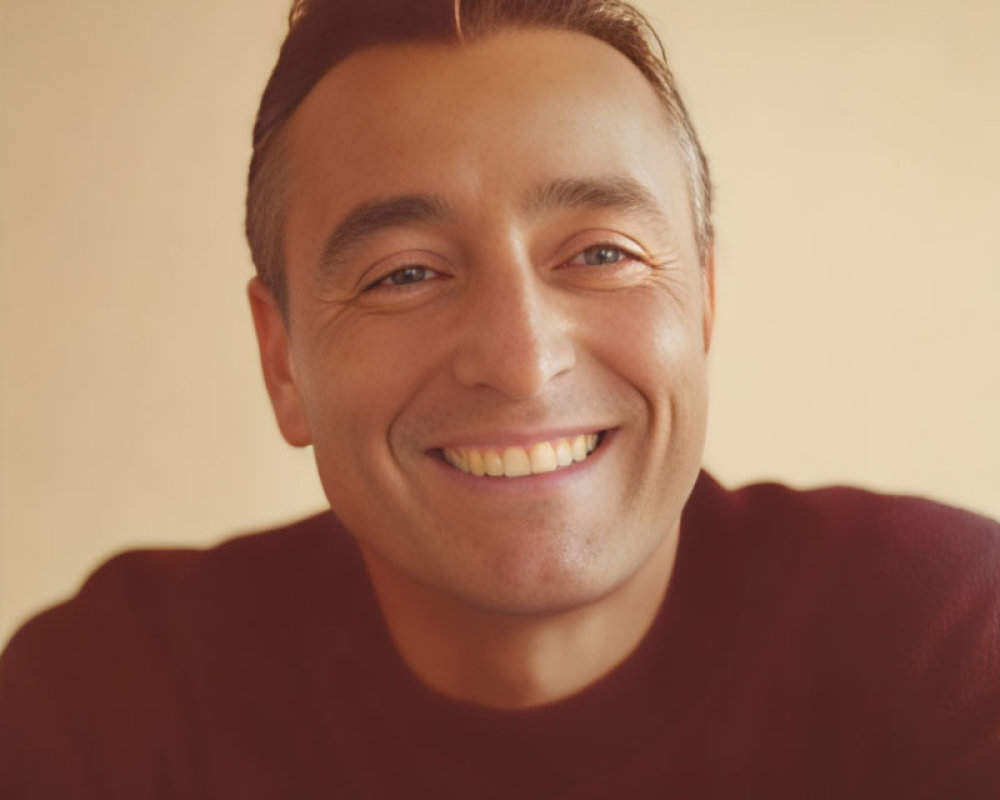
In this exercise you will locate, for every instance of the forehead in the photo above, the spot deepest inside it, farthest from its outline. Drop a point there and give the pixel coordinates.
(476, 124)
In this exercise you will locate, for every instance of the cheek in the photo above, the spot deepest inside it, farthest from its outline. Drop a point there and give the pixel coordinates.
(360, 379)
(653, 340)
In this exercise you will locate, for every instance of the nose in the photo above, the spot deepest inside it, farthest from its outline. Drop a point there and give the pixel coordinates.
(516, 333)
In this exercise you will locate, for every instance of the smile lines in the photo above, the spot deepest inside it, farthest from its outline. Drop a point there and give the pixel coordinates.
(517, 462)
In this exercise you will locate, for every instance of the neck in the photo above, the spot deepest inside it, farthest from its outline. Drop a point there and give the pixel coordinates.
(509, 661)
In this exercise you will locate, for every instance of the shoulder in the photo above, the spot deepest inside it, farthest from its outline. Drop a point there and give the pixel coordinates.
(154, 645)
(157, 589)
(879, 615)
(850, 533)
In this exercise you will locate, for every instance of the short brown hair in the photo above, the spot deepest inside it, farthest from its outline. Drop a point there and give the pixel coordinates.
(322, 33)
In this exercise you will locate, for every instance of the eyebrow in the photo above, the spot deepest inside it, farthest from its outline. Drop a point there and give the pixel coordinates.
(374, 216)
(606, 192)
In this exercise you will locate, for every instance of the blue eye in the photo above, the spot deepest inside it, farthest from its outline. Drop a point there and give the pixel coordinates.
(406, 276)
(601, 255)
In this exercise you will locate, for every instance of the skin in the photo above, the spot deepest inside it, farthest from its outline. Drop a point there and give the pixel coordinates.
(506, 310)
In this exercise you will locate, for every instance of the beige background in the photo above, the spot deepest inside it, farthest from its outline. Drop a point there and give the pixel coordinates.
(854, 146)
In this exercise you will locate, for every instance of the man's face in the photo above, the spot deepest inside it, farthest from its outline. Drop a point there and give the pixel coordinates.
(492, 267)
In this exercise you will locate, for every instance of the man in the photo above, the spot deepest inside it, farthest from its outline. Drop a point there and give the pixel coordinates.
(485, 295)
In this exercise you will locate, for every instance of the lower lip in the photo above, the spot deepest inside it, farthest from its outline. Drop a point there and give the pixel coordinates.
(544, 480)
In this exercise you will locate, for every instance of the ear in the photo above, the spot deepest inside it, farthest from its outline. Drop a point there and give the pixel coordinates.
(276, 362)
(708, 289)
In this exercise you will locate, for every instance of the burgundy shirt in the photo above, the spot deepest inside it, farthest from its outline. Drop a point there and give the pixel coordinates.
(823, 644)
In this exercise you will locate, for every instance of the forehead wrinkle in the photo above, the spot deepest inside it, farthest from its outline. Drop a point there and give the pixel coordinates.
(374, 216)
(611, 192)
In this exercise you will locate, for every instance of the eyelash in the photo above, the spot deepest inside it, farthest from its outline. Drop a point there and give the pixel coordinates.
(386, 283)
(624, 254)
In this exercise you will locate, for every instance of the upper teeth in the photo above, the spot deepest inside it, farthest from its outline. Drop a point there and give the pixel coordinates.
(516, 462)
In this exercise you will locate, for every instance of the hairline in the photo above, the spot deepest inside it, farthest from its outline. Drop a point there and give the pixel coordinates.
(269, 196)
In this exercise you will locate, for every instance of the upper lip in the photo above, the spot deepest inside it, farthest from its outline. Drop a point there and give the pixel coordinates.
(520, 438)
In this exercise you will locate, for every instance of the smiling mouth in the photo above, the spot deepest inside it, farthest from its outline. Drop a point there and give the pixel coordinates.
(519, 462)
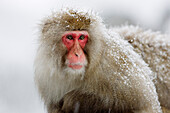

· · · · · · ·

* _Instructions to follow_
Locate every line in the entries above that contains the string "upper", and copy each of those lines out in full.

* _Written response_
In this exercise you will locate, for every instance of the upper teeth in the photo above, the spot deepest inside it, farthest from its outline. Drop a point there and give the pixel coordinates.
In this exercise you will locate, for every instance of the upper lip in the photo above, the spot deepest inside it, farthest from its outline. Drop a point there and give the pixel coordinates.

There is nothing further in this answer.